◆ **PROMPT**
Starting at the first entry, print everything through the last exactly.

◆ **DATA TO PROCESS**
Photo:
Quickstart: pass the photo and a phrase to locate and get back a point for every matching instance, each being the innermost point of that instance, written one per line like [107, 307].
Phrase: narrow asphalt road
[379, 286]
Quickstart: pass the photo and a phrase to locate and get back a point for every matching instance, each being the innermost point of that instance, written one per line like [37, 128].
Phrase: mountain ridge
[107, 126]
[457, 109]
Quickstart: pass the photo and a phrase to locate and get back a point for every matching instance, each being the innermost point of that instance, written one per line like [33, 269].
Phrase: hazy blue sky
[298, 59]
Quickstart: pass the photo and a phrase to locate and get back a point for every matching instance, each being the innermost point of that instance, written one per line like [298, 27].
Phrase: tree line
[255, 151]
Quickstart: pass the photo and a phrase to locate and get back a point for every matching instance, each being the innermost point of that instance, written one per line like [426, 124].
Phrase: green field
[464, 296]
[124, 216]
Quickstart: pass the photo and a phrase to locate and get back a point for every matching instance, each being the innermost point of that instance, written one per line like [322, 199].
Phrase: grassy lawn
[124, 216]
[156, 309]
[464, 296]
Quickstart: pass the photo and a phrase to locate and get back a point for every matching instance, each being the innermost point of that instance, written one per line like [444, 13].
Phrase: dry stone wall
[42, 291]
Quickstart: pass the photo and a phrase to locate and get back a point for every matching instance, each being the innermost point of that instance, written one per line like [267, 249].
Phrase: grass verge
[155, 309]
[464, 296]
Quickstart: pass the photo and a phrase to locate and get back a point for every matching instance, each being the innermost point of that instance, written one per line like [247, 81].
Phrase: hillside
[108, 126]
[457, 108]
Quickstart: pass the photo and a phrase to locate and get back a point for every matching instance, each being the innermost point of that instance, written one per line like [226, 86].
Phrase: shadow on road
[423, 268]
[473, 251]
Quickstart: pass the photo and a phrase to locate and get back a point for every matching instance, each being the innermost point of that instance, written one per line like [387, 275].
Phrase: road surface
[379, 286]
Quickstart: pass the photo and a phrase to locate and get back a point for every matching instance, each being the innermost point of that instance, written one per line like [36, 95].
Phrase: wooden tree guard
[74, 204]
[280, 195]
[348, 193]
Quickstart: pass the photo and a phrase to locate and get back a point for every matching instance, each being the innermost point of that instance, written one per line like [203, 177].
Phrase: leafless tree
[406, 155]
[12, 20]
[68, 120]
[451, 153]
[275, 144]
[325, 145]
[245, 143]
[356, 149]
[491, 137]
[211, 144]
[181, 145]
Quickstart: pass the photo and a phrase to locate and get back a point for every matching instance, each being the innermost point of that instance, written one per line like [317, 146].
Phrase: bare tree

◆ **WRITTEN SOLUTION**
Photo:
Quickstart: pass the photo and a phrase to locate and get back a point for every matching instance, each being the innermost point of that instance, written one per line like [107, 307].
Phrase: narrow asphalt road
[379, 286]
Quickstart: pass the photo and a phrase to locate and get back a point for every matching instance, each being the innermost point of that instance, written one per line like [37, 128].
Phrase: mountain ridge
[107, 126]
[457, 109]
Quickstart: pass the photo and a phrase to locate and get back a point for every matching instance, each being the innermost point of that instance, written one per line like [33, 269].
Phrase: hazy blue sky
[298, 59]
Quickstart: pass the photo and a phrase to locate and get back a point for every matching instance, each being the innermost point of that instance, written one per line like [298, 27].
Phrase: tree line
[255, 151]
Quickstart: pass the photo and a phrase to locate and get back a point for every matching instance, each being the innermost point of that instance, written one per line like [426, 124].
Phrase: green field
[464, 296]
[124, 216]
Quickstart: pass the photo and a phrase to locate and get back a point for every matching instance, each being the innermost point of that instance, written one per line like [322, 199].
Phrase: grassy lawn
[124, 216]
[156, 309]
[464, 296]
Quickstart: pass the photo and a phrase to locate and get back a point for every matching instance, each being the innermost point of that instance, written one per line like [444, 13].
Phrase: dry stone wall
[42, 291]
Quickstart: pass the photo and a phrase to locate and get back a point for every matching instance, each being the innermost point of that instance, written one per line like [267, 249].
Phrase: grass verge
[155, 309]
[464, 296]
Quickstart: pass the photo and a phrase to locate and get back a point for every matching instance, each being the innermost point of that instance, written one per line like [247, 81].
Phrase: hillside
[108, 126]
[457, 108]
Quickstart: pass the photo and a phrase to locate and get back a point for every matching instance, each being the innermost point of that instance, written one per line like [226, 86].
Phrase: shadow on road
[423, 268]
[473, 251]
Quickstart: pass the photo and a phrase to locate and get back a point for every matching instance, each being the innermost point of that instance, written one per line like [387, 275].
Phrase: road surface
[379, 286]
Quickstart: pass the photo and a phrase to locate and get back a point for every matching instance, each being the innermost point of that instance, written one per line like [36, 95].
Phrase: wooden tree guard
[74, 204]
[280, 195]
[348, 193]
Quickstart: pass the photo and a phrase to locate and get back a point for every matching instance, each being the innermost point of that instance, written one per line like [203, 177].
Phrase: leafless tree
[406, 155]
[12, 20]
[68, 120]
[451, 153]
[275, 144]
[325, 145]
[245, 143]
[356, 149]
[491, 137]
[211, 144]
[181, 145]
Quickstart: pass the photo and a phrase to locate and get back a point for every matching instance, each being the innermost point of that instance, written one per line like [317, 146].
Phrase: bare tree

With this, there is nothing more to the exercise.